RECORDS TO PROCESS:

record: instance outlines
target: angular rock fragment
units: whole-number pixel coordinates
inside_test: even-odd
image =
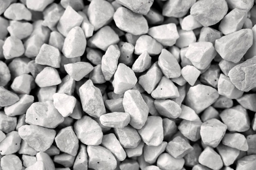
[[[216,119],[208,120],[201,126],[202,140],[204,144],[216,148],[224,136],[227,128],[227,125]]]
[[[0,154],[2,155],[16,152],[20,148],[21,138],[16,131],[6,135],[6,137],[0,143]]]
[[[21,40],[14,36],[9,37],[5,40],[2,48],[6,59],[20,57],[25,51]]]
[[[248,150],[249,148],[247,141],[245,136],[236,132],[226,133],[222,142],[224,145],[243,151]]]
[[[101,124],[105,126],[124,128],[130,122],[130,116],[126,113],[113,112],[102,115],[99,120]]]
[[[145,74],[139,77],[139,83],[148,94],[155,88],[163,76],[157,62],[154,63]]]
[[[209,158],[211,158],[211,160]],[[209,147],[207,147],[202,152],[198,161],[201,164],[214,170],[218,170],[223,166],[220,156]]]
[[[229,72],[230,81],[238,90],[248,92],[256,87],[254,75],[255,64],[256,57],[254,57],[235,66]]]
[[[87,12],[90,22],[97,31],[112,20],[115,13],[114,8],[107,1],[93,0],[90,3]]]
[[[135,148],[141,142],[141,139],[138,132],[130,125],[122,128],[114,128],[114,131],[121,145],[124,148]]]
[[[79,26],[75,26],[67,33],[62,52],[67,58],[74,58],[83,55],[86,46],[86,39],[83,30]]]
[[[55,108],[53,102],[50,101],[34,103],[26,114],[26,123],[47,128],[55,128],[64,120],[64,117]]]
[[[114,92],[117,94],[123,93],[134,87],[137,81],[133,71],[125,64],[119,63],[112,82]]]
[[[219,94],[215,89],[198,84],[189,88],[186,104],[198,114],[212,104],[218,97]]]
[[[106,113],[100,90],[89,79],[79,89],[83,110],[91,116],[99,117]]]
[[[44,152],[50,148],[56,135],[54,130],[36,125],[22,126],[18,133],[22,139],[38,152]]]
[[[142,35],[136,41],[134,53],[140,55],[147,51],[150,55],[155,55],[159,54],[163,46],[155,39],[148,35]]]
[[[252,30],[242,29],[217,40],[215,49],[222,58],[236,63],[240,61],[252,42]]]
[[[113,19],[120,29],[133,35],[144,34],[148,31],[148,22],[142,15],[124,7],[119,8],[114,14]]]
[[[180,94],[174,84],[163,76],[157,88],[152,91],[151,96],[157,99],[173,99],[180,96]]]
[[[112,170],[117,167],[117,160],[110,151],[101,146],[87,146],[88,167],[99,170]]]
[[[197,68],[203,70],[211,63],[216,54],[212,43],[197,42],[189,44],[186,57]]]
[[[147,121],[149,109],[139,92],[136,90],[126,91],[123,105],[125,111],[130,116],[130,124],[135,128],[141,129]]]
[[[103,135],[101,145],[108,149],[119,161],[124,161],[126,154],[114,133]]]
[[[168,0],[163,7],[163,15],[167,17],[182,17],[188,13],[195,2],[195,0]]]
[[[88,145],[101,144],[103,133],[101,128],[95,120],[87,116],[76,121],[74,131],[82,143]]]
[[[220,21],[227,11],[225,0],[205,0],[194,4],[190,9],[190,14],[204,26],[208,26]]]
[[[224,110],[220,117],[229,131],[245,132],[250,128],[248,113],[240,105]]]
[[[162,120],[158,116],[149,116],[145,125],[138,130],[143,141],[150,146],[159,146],[164,139]]]
[[[110,26],[105,26],[100,29],[87,42],[90,47],[98,48],[104,51],[110,45],[119,41],[118,35]]]
[[[110,80],[117,68],[120,51],[116,45],[110,46],[101,60],[101,70],[105,79]]]
[[[231,11],[221,20],[219,30],[227,35],[240,30],[245,22],[247,11],[236,8]]]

THE REQUEST: Leave out the pictures and output every record above precisely as given.

SOLUTION TO THIS TASK:
record: instance outlines
target: angular rock fragment
units: whole-number pixel coordinates
inside_test: even-odd
image =
[[[216,119],[208,120],[201,126],[202,140],[204,144],[216,148],[224,136],[227,128],[227,125]]]
[[[0,154],[2,155],[16,152],[20,148],[21,138],[16,131],[6,135],[6,137],[0,143]]]
[[[21,40],[14,36],[9,37],[5,40],[2,48],[6,59],[20,57],[25,51]]]
[[[248,150],[249,148],[247,141],[245,136],[236,132],[226,133],[222,142],[224,145],[243,151]]]
[[[101,124],[105,126],[124,128],[130,122],[130,116],[126,113],[113,112],[102,115],[99,120]]]
[[[145,74],[139,77],[139,83],[148,94],[155,88],[163,76],[157,62],[154,63]]]
[[[209,158],[211,158],[211,160]],[[209,147],[207,147],[202,152],[198,161],[201,164],[214,170],[218,170],[223,166],[220,156]]]
[[[229,72],[230,81],[238,90],[248,92],[256,87],[254,75],[255,64],[256,57],[254,57],[235,66]]]
[[[87,12],[90,22],[97,31],[112,20],[115,13],[114,8],[107,1],[93,0],[90,3]]]
[[[135,148],[141,142],[141,139],[138,132],[130,125],[122,128],[114,128],[114,131],[121,145],[124,148]]]
[[[79,26],[75,26],[67,33],[62,52],[67,58],[74,58],[83,55],[86,46],[86,39],[83,30]]]
[[[55,108],[53,102],[50,101],[34,103],[26,114],[26,123],[47,128],[55,128],[64,120],[64,117]]]
[[[114,92],[117,94],[123,93],[134,87],[137,81],[133,71],[125,64],[119,63],[112,82]]]
[[[219,94],[215,89],[198,84],[189,88],[186,104],[198,114],[212,104],[218,97]]]
[[[106,113],[100,90],[89,79],[79,89],[83,110],[91,116],[99,117]]]
[[[44,152],[50,148],[56,135],[54,130],[36,125],[22,126],[18,133],[22,139],[38,152]]]
[[[142,35],[136,41],[134,53],[140,55],[147,51],[150,55],[155,55],[159,54],[163,46],[155,39],[148,35]]]
[[[252,30],[242,29],[217,40],[215,49],[222,58],[236,63],[240,61],[252,42]]]
[[[113,19],[120,29],[133,35],[144,34],[148,31],[148,22],[142,15],[124,7],[119,8],[114,14]]]
[[[180,94],[174,84],[163,76],[157,88],[152,91],[151,96],[157,99],[173,99],[180,96]]]
[[[112,170],[117,167],[117,160],[110,151],[101,146],[87,146],[88,167],[99,170]]]
[[[197,68],[203,70],[211,63],[216,54],[212,43],[197,42],[189,44],[186,57]]]
[[[147,121],[149,109],[139,92],[136,90],[126,91],[123,105],[125,111],[130,116],[130,124],[135,128],[141,129]]]
[[[103,135],[101,145],[108,149],[119,161],[124,161],[126,154],[114,133]]]
[[[168,0],[163,7],[163,15],[167,17],[182,17],[188,13],[195,2],[195,0]]]
[[[88,145],[101,144],[103,133],[101,128],[95,120],[87,116],[76,121],[74,131],[82,143]]]
[[[220,21],[227,11],[225,0],[205,0],[194,4],[190,9],[190,14],[204,26],[208,26]]]
[[[224,110],[220,117],[229,131],[245,132],[250,128],[248,113],[240,105]]]
[[[162,120],[158,116],[149,116],[145,125],[138,130],[143,141],[150,146],[159,146],[164,139]]]
[[[110,26],[105,26],[100,29],[87,42],[90,47],[98,48],[104,51],[110,45],[119,41],[118,35]]]
[[[110,80],[117,68],[120,51],[116,45],[110,46],[101,60],[101,70],[105,79]]]
[[[231,11],[221,20],[219,30],[227,35],[240,30],[245,22],[247,11],[236,8]]]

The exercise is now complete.